__Exercise objective__.
What is wanted is the full listing, word for word, without its pictures.

((

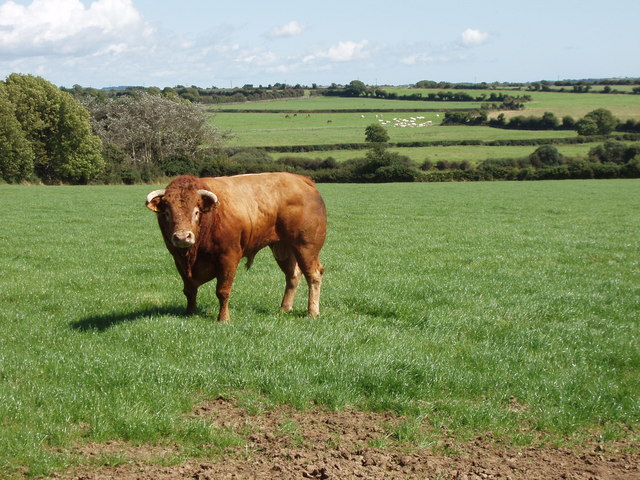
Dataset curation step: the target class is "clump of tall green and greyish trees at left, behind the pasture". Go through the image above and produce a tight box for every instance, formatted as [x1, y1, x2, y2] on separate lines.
[0, 74, 228, 184]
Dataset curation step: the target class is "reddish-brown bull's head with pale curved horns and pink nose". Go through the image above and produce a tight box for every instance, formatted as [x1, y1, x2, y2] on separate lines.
[146, 184, 218, 248]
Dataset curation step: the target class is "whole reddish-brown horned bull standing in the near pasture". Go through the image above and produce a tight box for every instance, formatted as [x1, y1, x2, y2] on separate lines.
[146, 173, 327, 322]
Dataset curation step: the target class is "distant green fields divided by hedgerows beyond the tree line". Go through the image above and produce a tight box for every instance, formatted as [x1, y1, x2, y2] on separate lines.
[207, 88, 640, 154]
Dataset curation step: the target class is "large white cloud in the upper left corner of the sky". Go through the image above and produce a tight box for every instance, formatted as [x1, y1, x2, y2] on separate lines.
[0, 0, 153, 58]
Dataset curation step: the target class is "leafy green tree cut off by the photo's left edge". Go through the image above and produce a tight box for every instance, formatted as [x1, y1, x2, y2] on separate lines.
[0, 82, 34, 183]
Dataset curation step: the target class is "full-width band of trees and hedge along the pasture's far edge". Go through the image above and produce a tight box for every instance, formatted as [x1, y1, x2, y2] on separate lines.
[0, 74, 640, 184]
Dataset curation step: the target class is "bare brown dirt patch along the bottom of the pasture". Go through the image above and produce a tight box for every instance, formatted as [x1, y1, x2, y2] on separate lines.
[52, 399, 640, 480]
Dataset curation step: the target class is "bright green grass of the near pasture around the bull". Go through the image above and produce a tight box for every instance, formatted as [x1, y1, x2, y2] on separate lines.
[0, 180, 640, 478]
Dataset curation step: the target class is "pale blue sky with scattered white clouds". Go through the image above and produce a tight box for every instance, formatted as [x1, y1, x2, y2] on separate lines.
[0, 0, 640, 88]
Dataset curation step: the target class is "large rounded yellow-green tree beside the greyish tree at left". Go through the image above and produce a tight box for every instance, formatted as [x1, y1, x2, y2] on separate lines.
[5, 73, 104, 183]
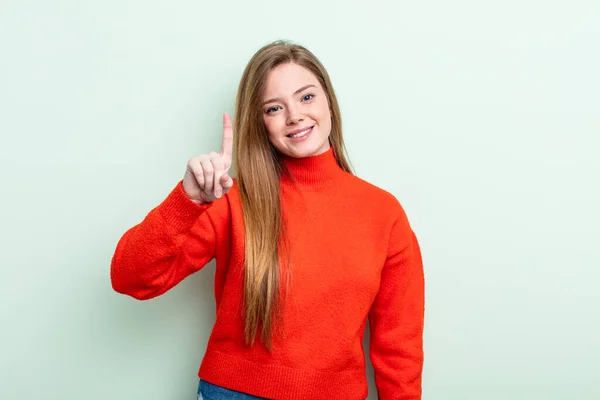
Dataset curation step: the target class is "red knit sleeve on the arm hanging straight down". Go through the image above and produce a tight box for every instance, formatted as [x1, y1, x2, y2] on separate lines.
[369, 203, 425, 400]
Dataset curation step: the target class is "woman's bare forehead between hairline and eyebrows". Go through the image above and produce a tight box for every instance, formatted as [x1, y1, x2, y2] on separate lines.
[264, 63, 321, 97]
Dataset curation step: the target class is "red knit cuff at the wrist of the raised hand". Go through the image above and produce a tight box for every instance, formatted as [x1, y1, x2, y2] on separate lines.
[157, 180, 213, 232]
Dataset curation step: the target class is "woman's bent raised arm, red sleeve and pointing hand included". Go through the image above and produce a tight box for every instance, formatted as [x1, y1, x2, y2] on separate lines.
[110, 114, 234, 300]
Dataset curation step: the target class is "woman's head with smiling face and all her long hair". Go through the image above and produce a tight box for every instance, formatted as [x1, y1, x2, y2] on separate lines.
[233, 41, 352, 349]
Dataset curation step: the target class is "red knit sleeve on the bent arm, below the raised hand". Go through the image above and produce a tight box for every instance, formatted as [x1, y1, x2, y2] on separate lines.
[110, 181, 216, 300]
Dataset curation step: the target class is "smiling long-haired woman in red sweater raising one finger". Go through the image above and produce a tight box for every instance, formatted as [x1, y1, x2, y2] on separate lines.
[111, 41, 424, 400]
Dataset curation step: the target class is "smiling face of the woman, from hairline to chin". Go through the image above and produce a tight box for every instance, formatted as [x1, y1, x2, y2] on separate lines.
[262, 63, 331, 158]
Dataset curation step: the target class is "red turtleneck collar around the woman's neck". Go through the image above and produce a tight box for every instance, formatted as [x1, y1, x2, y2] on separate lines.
[280, 147, 344, 189]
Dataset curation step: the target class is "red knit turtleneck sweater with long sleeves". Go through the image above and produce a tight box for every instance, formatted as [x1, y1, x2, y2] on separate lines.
[111, 148, 424, 400]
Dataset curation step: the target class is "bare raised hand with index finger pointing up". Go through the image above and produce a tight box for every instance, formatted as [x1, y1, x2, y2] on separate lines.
[183, 114, 233, 204]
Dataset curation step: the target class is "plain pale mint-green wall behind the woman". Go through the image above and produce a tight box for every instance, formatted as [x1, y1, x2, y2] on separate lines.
[0, 0, 600, 400]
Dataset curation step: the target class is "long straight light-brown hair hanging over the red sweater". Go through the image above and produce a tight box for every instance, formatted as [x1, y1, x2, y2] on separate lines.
[234, 41, 353, 351]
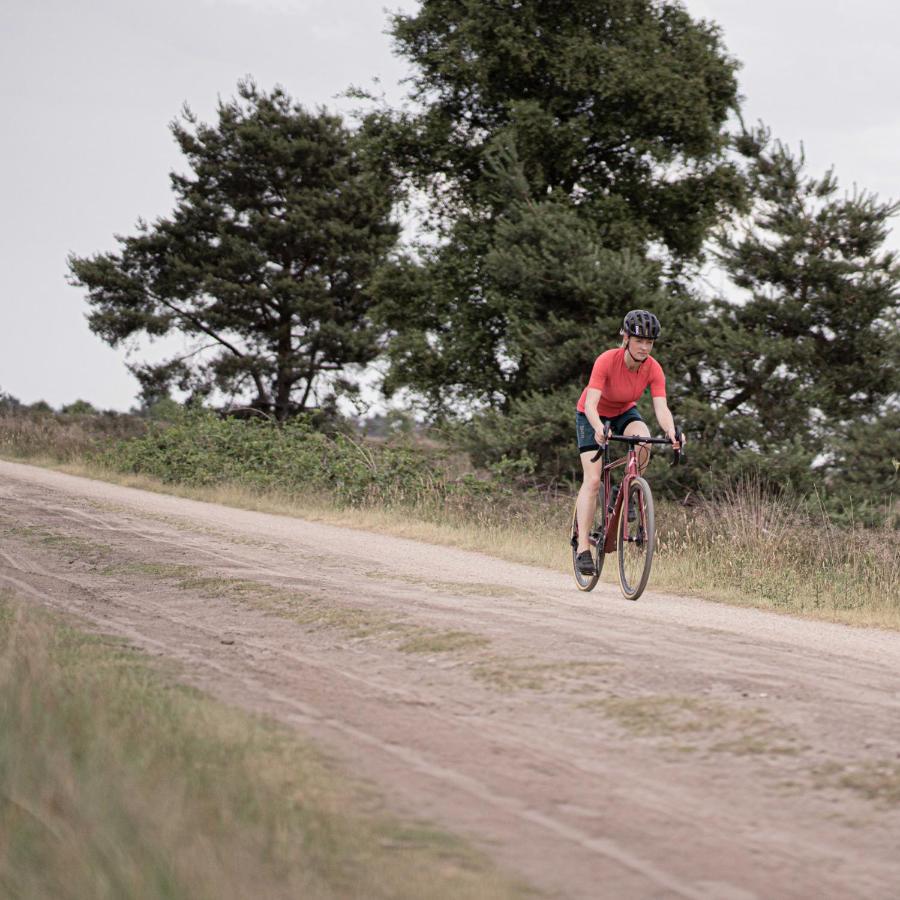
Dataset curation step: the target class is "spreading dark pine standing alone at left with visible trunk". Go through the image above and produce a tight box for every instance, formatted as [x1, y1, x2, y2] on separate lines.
[69, 80, 398, 419]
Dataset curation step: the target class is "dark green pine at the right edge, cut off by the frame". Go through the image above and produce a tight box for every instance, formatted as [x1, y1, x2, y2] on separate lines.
[708, 129, 900, 495]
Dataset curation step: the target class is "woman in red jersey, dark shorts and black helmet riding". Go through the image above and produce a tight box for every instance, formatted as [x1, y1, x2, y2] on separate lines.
[575, 309, 684, 575]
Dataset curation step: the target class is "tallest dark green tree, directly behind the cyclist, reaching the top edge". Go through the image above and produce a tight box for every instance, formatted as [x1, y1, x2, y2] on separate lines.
[369, 0, 743, 474]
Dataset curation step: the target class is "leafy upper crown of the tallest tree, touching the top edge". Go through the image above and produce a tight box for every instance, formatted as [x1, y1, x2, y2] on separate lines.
[389, 0, 737, 255]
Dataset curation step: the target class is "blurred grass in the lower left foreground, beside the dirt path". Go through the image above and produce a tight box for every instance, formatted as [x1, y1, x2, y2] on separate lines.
[0, 595, 533, 900]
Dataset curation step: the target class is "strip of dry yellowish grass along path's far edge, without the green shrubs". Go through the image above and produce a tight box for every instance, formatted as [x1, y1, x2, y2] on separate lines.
[0, 417, 900, 629]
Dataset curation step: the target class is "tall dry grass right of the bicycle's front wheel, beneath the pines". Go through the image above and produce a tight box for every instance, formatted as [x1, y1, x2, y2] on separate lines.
[654, 479, 900, 628]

))

__Exercise result__.
Dataset curation step: the target class is "clump of tall green and greyish trees at left, behind the pasture". Go through the image above and produce a tight box for every instance, formatted as [x1, y1, x2, y2] on separate lines.
[0, 74, 228, 184]
Dataset curation step: the target class is "reddish-brown bull's head with pale curved horns and pink nose". Go through the image above and produce a tight box for every instance, formatted as [x1, y1, x2, y2] on separate lines.
[146, 184, 218, 248]
Dataset curation step: the target class is "whole reddish-brown horned bull standing in the near pasture". Go through the image above and produce a tight box for every instance, formatted as [x1, y1, x2, y2] on separate lines.
[146, 173, 327, 322]
Dataset curation step: the target class is "distant green fields divided by hedgerows beyond the tree line". Go through the image above and produce a tight box for every instance, formatted as [x1, y1, x2, y2] on separate lines.
[207, 88, 640, 154]
Dataset curation step: the target class is "large white cloud in the upper left corner of the sky". Go through the image above and produce a tight box for every instance, formatted as [x1, y1, x2, y2] on separate lines.
[0, 0, 153, 58]
Dataset curation step: the target class is "leafy green tree cut off by the photo's left edge". Go through the image above and produce a tight box for every instance, formatted as [x1, y1, x2, y2] on separate lines.
[0, 82, 34, 183]
Dataset curation step: the target class is "full-width band of trees and hedge along the pasture's far edge". Go through the image above and produce a tight box for every instance, formatted as [x1, y1, x2, y2] on separate lines.
[0, 74, 640, 184]
Dataset curation step: the target class is "bare brown dirt patch along the bottom of the pasture". Go through the image above and produce a tight box for every instance, formatted as [x1, y1, x2, y2] on separate lines.
[52, 399, 640, 480]
Dataset curation step: the target class is "bright green grass of the near pasture around the bull". Go through the image above and produce a tight box for every instance, formatted as [x1, y1, x2, y2] on separate lines.
[0, 180, 640, 478]
Dataset curation step: the target class is "pale blue sky with scattered white clouds". Go through the image above and produce a tight box for every instance, formatted as [x1, y1, x2, y2] on separate lines.
[0, 0, 640, 88]
Dataset curation step: the target class is "large rounded yellow-green tree beside the greyish tree at left". Go through the image above and produce a tight box for every instance, formatted as [x1, y1, x2, y2] on separate lines.
[5, 73, 104, 183]
Dataset curation step: the target class is "red knit sleeve on the arm hanging straight down". Go through the image above and produce a tight box for every instance, formatted as [x1, y1, x2, y2] on separate lines.
[369, 203, 425, 400]
Dataset curation step: the target class is "woman's bare forehead between hairline and eyebrows". Go through the image above and produce a tight box for every instance, formatted as [x1, y1, x2, y2] on separate lines.
[264, 63, 321, 97]
Dataset curation step: the target class is "red knit cuff at the wrist of the raised hand". Go through the image above and produce a tight box for every instance, formatted as [x1, y1, x2, y2] on separate lines.
[157, 180, 213, 232]
Dataset curation step: the target class is "woman's bent raised arm, red sleeve and pointing hand included". Go through the image above and produce a tight box for every instance, formatted as [x1, y1, x2, y2] on separate lines.
[110, 114, 234, 300]
Dataset curation step: the target class is "woman's head with smiling face and all her long hair". Go through the image above and produce a tight box for every instance, formatted as [x1, y1, x2, y2] on separate lines.
[233, 41, 352, 349]
Dataset curation step: the target class is "red knit sleeve on the bent arm, below the raised hand". Go through the image above and produce a tight box for every instance, formatted as [x1, y1, x2, y2] on separate lines.
[110, 181, 216, 300]
Dataset curation step: the target class is "smiling long-haired woman in red sweater raising one finger". Go through the image above and produce a tight box for every instance, formatted as [x1, y1, x2, y2] on separate lines.
[111, 41, 424, 400]
Dataset curation step: the target class is "smiling face of the woman, from hairline to chin". Go through the image above and produce a tight box for every instance, formatted as [x1, y1, x2, y2] on separate lines.
[262, 63, 331, 158]
Dataset curation step: the target class is "red turtleneck collar around the woman's neck". Go through the image above and produce a tight box for every instance, formatted as [x1, y1, x2, y2] on separate lines.
[280, 147, 344, 189]
Dataset curation step: the target class is "red knit turtleneck sweater with long sleeves". Go through the image above and produce a tight box for every instance, formatted as [x1, y1, x2, y2] on separate lines.
[111, 148, 424, 400]
Dataset curation step: the target class is "bare raised hand with index finger pointing up". Go through the image above and produce a tight box for every instance, formatted as [x1, y1, x2, y2] on separate lines.
[183, 114, 233, 204]
Dataset curation step: the target class is "plain pale mint-green wall behind the woman". Go through the image above and produce a tight box for every instance, formatted as [x1, y1, x2, y2] on separate lines.
[0, 0, 600, 400]
Dataset curation step: the target class is "long straight light-brown hair hanging over the red sweater". Go through the image above and produce a tight box for every instance, formatted as [x1, y1, x2, y2] on separate lines.
[234, 41, 353, 351]
Dataset curation step: the target class is "spreading dark pine standing alone at left with visible trunk". Go through the image above and produce a tight box for every instance, formatted as [x1, y1, x2, y2] on separate lines.
[69, 80, 398, 419]
Dataset curation step: the target class is "dark green pine at the right edge, cut off by the frame". Go through the image above and produce a tight box for every instance, formatted as [x1, y1, x2, y2] on separate lines.
[708, 129, 900, 495]
Dataset curation step: the target class is "woman in red jersey, dark shorts and black helmet riding". Go through the image above and produce a tight box for every instance, formatted as [x1, y1, x2, y2] on separate lines.
[575, 309, 684, 575]
Dataset curation step: the target class is "tallest dark green tree, directly behind the cyclist, reaching the top edge". Go through the image above and produce a tight box for every instance, formatted as [x1, y1, x2, y2] on separate lines.
[369, 0, 743, 474]
Dataset curation step: the target class is "leafy upper crown of the tallest tree, touching the top edge". Go through the image above and produce a tight box for every instance, formatted as [x1, y1, x2, y2] on separate lines.
[389, 0, 737, 255]
Dataset curation step: the target class is "blurred grass in the lower left foreground, beside the dirt path". Go through the image above and produce a tight box for every instance, formatted as [x1, y1, x2, y2] on separate lines.
[0, 595, 533, 900]
Dataset curation step: the target class is "strip of dry yellowish grass along path's far edge, without the green shrubs". Go through the image above and produce a tight box for every instance, formatted as [x1, y1, x2, y2] on separate lines.
[0, 417, 900, 629]
Dataset curation step: the target class is "tall dry grass right of the bicycle's front wheel, beneath the pines". Go through the image above and produce a tight box for every instance, formatted as [x1, y1, x2, y2] on separate lines.
[654, 479, 900, 628]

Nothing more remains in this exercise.